Excerpts of location labeling data
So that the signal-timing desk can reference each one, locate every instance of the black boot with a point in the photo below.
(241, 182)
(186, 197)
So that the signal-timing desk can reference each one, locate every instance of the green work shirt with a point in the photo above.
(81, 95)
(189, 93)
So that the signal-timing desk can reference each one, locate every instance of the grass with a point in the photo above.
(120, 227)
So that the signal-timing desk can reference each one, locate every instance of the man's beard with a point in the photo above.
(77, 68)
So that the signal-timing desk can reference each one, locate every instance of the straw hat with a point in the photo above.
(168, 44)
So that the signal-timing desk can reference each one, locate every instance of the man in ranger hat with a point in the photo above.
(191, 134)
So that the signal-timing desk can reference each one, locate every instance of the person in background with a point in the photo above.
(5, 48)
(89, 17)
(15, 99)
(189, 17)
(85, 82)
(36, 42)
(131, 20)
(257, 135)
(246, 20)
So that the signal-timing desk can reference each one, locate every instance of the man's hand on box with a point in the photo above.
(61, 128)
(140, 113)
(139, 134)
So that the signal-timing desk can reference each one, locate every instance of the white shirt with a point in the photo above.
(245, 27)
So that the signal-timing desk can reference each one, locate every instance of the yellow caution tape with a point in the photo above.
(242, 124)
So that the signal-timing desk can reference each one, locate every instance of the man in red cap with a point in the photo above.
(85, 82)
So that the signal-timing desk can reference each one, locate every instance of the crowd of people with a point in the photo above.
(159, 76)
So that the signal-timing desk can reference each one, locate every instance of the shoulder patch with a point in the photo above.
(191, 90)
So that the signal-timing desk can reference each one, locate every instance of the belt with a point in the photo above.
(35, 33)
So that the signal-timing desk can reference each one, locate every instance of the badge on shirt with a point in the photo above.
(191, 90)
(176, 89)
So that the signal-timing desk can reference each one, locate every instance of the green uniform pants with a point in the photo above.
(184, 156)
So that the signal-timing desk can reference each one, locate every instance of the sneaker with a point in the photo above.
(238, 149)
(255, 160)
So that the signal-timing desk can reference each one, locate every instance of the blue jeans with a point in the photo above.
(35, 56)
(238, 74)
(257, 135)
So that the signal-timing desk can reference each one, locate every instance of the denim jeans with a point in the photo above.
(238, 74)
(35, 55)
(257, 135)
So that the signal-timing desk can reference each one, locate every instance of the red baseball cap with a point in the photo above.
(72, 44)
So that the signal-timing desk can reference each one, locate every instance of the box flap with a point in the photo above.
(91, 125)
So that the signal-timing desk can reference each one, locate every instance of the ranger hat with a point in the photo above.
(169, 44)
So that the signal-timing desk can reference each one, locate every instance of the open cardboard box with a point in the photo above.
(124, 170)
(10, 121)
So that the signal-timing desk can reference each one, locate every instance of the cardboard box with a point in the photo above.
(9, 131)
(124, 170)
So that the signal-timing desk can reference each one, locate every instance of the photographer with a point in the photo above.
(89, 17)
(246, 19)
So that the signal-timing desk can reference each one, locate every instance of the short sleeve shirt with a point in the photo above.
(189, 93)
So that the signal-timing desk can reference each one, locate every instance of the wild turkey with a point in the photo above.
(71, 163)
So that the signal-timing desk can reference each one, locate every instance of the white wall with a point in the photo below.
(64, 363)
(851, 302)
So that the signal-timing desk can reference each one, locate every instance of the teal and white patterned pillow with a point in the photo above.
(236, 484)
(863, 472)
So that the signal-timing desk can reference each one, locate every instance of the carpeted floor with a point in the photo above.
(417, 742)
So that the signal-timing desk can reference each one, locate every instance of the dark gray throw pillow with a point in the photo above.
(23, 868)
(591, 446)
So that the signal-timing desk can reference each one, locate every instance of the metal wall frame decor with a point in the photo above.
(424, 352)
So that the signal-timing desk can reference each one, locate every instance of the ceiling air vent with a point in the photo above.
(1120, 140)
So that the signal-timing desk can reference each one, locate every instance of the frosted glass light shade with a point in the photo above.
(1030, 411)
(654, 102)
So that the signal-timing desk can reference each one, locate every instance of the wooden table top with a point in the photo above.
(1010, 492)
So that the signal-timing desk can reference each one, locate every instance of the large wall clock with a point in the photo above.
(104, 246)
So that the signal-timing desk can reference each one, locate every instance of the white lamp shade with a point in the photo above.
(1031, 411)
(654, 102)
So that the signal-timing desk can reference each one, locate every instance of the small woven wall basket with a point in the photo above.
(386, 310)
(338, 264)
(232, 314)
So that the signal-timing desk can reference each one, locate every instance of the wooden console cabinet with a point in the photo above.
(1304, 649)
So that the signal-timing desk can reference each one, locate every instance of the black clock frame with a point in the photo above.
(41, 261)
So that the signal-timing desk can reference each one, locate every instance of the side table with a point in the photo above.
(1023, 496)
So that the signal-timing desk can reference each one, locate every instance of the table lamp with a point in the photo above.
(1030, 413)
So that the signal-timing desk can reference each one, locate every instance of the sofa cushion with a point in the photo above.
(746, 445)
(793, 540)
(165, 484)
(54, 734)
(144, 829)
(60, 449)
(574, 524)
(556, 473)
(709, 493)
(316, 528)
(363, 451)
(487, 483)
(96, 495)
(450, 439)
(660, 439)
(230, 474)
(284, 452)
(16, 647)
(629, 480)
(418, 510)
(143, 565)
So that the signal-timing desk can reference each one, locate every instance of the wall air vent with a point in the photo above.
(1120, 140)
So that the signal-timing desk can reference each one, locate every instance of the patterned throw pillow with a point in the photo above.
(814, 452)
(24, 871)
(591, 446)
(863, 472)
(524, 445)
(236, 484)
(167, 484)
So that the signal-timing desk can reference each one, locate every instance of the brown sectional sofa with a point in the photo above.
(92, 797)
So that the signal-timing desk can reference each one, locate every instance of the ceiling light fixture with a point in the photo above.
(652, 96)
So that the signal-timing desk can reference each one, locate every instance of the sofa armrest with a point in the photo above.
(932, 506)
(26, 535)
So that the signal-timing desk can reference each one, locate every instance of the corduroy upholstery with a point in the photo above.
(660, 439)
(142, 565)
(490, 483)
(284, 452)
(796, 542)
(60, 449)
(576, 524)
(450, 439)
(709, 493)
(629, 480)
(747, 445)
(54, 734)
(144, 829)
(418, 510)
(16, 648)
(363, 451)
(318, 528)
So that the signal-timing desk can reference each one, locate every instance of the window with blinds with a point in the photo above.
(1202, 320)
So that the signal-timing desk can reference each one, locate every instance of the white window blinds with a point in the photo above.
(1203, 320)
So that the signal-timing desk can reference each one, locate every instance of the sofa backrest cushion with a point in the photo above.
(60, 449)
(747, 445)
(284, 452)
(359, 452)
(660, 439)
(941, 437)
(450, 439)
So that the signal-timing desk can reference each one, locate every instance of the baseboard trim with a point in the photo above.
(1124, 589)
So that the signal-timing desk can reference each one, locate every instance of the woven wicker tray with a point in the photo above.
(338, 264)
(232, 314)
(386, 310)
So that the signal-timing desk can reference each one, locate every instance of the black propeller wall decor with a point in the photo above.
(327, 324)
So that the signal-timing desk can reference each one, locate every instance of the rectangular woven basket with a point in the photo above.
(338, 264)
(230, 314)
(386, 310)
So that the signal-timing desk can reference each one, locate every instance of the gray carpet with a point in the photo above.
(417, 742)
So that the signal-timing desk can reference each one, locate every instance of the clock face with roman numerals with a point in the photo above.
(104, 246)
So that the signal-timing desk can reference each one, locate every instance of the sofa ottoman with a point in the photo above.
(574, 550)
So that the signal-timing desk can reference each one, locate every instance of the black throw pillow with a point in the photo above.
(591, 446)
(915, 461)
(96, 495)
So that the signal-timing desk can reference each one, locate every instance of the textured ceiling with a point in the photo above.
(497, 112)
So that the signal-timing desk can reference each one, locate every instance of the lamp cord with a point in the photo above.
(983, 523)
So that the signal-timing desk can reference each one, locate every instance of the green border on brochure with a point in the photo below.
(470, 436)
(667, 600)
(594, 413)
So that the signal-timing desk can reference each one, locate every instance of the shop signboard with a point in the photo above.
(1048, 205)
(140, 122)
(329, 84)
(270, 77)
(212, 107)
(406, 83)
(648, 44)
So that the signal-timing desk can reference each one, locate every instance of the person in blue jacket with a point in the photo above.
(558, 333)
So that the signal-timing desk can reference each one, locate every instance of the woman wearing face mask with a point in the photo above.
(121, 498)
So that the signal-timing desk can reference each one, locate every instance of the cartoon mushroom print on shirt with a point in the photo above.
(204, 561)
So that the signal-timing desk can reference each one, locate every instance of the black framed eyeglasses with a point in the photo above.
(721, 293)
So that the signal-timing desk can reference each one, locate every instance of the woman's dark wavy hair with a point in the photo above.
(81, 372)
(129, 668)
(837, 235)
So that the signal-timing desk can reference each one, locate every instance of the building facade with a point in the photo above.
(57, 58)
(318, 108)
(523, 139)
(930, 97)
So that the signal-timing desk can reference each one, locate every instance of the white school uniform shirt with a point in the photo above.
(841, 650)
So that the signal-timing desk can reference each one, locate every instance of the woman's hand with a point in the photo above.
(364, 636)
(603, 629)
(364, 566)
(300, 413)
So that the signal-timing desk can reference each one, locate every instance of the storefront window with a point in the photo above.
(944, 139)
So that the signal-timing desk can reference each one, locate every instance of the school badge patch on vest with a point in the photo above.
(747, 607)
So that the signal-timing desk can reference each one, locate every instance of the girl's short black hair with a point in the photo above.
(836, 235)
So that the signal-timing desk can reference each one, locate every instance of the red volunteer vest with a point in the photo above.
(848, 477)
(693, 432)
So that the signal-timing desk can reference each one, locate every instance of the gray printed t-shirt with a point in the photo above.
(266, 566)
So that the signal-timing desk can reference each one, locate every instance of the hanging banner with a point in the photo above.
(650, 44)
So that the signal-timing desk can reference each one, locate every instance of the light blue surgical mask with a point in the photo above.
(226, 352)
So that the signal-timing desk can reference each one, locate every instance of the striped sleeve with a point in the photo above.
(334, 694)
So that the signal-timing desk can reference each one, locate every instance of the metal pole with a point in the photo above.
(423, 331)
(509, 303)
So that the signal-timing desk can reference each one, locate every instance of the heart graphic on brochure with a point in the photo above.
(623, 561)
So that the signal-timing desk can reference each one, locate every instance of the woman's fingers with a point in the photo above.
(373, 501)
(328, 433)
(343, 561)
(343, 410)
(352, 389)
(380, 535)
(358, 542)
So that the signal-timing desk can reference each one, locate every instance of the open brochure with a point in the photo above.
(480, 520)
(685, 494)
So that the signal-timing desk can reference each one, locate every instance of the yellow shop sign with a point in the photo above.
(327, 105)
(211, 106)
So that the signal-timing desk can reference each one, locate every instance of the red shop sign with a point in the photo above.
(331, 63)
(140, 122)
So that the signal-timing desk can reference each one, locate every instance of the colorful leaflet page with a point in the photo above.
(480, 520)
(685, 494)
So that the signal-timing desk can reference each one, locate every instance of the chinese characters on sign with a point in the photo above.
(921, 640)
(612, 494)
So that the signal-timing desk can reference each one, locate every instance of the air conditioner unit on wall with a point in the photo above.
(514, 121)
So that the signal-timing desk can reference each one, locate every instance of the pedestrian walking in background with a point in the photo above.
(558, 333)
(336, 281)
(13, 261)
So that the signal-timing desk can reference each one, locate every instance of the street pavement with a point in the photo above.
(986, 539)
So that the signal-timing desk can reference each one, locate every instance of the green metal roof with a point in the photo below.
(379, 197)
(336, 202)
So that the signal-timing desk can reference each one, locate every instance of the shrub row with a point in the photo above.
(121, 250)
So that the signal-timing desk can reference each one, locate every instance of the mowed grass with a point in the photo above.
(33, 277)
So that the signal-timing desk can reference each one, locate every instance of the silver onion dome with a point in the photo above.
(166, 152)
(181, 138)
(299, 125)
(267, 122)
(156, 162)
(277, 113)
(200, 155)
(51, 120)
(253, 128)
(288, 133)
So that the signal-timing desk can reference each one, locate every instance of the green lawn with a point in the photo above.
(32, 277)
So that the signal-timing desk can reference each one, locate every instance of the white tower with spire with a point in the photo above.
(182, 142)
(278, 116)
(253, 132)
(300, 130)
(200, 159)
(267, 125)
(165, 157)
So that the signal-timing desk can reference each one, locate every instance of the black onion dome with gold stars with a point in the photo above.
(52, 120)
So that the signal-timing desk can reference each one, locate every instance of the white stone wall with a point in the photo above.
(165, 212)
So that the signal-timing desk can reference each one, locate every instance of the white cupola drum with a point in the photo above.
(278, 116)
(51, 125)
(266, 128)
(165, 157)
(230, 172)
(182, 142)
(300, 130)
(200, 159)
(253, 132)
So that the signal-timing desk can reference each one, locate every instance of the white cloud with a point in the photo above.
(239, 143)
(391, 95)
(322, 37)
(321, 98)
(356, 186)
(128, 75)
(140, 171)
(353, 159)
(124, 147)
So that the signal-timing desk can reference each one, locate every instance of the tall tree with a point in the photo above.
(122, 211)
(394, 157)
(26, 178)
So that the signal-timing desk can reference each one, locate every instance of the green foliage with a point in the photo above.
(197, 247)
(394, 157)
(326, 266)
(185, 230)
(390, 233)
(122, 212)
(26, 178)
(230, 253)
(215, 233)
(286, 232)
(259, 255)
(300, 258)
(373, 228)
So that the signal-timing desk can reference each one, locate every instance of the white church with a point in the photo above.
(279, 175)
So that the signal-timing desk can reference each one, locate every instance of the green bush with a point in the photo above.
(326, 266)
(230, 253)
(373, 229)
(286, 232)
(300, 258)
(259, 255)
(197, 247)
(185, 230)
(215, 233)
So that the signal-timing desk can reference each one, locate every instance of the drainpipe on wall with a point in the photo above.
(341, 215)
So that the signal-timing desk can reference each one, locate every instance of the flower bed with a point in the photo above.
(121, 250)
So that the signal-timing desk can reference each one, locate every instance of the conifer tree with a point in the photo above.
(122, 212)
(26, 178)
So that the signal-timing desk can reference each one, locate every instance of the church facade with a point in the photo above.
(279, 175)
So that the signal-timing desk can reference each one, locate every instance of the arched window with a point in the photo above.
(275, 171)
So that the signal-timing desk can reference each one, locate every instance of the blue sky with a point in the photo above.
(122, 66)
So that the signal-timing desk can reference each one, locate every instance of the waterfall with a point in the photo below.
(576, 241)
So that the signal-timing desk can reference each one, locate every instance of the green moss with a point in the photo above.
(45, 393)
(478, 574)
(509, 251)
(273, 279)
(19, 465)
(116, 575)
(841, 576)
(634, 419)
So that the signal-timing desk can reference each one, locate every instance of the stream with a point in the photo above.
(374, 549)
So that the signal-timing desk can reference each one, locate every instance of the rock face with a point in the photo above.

# THE REQUEST
Output everything from the line containing "of the arched" down to the last line above, unchanged.

# EXERCISE RESPONSE
So that the signal-timing desk can reference each one, locate every instance of the arched window with a point in the photo above.
(275, 171)
So that the signal-timing desk can reference each one, locate every instance of the blue sky with a point in the photo above.
(122, 66)
So that the signal-timing desk can reference each one, locate every instance of the waterfall with a point in the photo below.
(576, 241)
So that the signal-timing desk can reference each one, locate every instance of the green moss with a point in the photo above.
(45, 393)
(478, 574)
(509, 251)
(273, 279)
(19, 465)
(116, 575)
(841, 576)
(634, 419)
So that the signal-timing desk can reference each one, locate every instance of the stream with a point in the photo above.
(374, 549)
So that the signal-timing desk can reference each one, locate every instance of the rock face with a point in the photo above.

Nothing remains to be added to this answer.